**REQUIRED TASKS:**
A - Translate this sentence from the passage on Universal's film business into French: "He later explained that the studio has taken a “strategic” approach to its slate that allows it to manage films for single years and over multiyear periods."
B - Reproduce the passage on Universal's film business word for word, everything from "He later explained" down to "Comcast CFO said.".

**TEXT SEGMENT:**

With the studio set to hit a profit record this year, thanks to such box-office hits as Jurassic World, Furious 7 and Minions — which all topped $1 billion worldwide, the first time any studio has had three such blockbusters in a single year — Cavanagh said the company will continue to look for solid financials in the movie business in the coming years. He said the studio will have a “strategic” slate with big franchises and animation titles in 2016, “but not as big a slate” as this year. “We have lifted the cruising altitude of the film business and will continue to drive that,” said Cavanagh.
He later explained that the studio has taken a “strategic” approach to its slate that allows it to manage films for single years and over multiyear periods. “The business is in good shape to be a major contributor in the future,” said Cavanagh.
Among the organizational changes that have helped film performance this year and will continue doing so are the fact that Universal has made its marketing side a global business and taken its China distribution in-house, the Comcast CFO said.

**SOURCE MATERIAL:**

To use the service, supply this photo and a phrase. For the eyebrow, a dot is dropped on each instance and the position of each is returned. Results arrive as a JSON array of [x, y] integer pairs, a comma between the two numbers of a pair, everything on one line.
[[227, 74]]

**RESULTS OF THE TASKS:**
A - Il a ensuite expliqué que le studio a adopté une approche « stratégique » pour son calendrier de sorties, ce qui lui permet de gérer les films sur une seule année comme sur plusieurs années.

B -
He later explained that the studio has taken a “strategic” approach to its slate that allows it to manage films for single years and over multiyear periods. “The business is in good shape to be a major contributor in the future,” said Cavanagh.
Among the organizational changes that have helped film performance this year and will continue doing so are the fact that Universal has made its marketing side a global business and taken its China distribution in-house, the Comcast CFO said.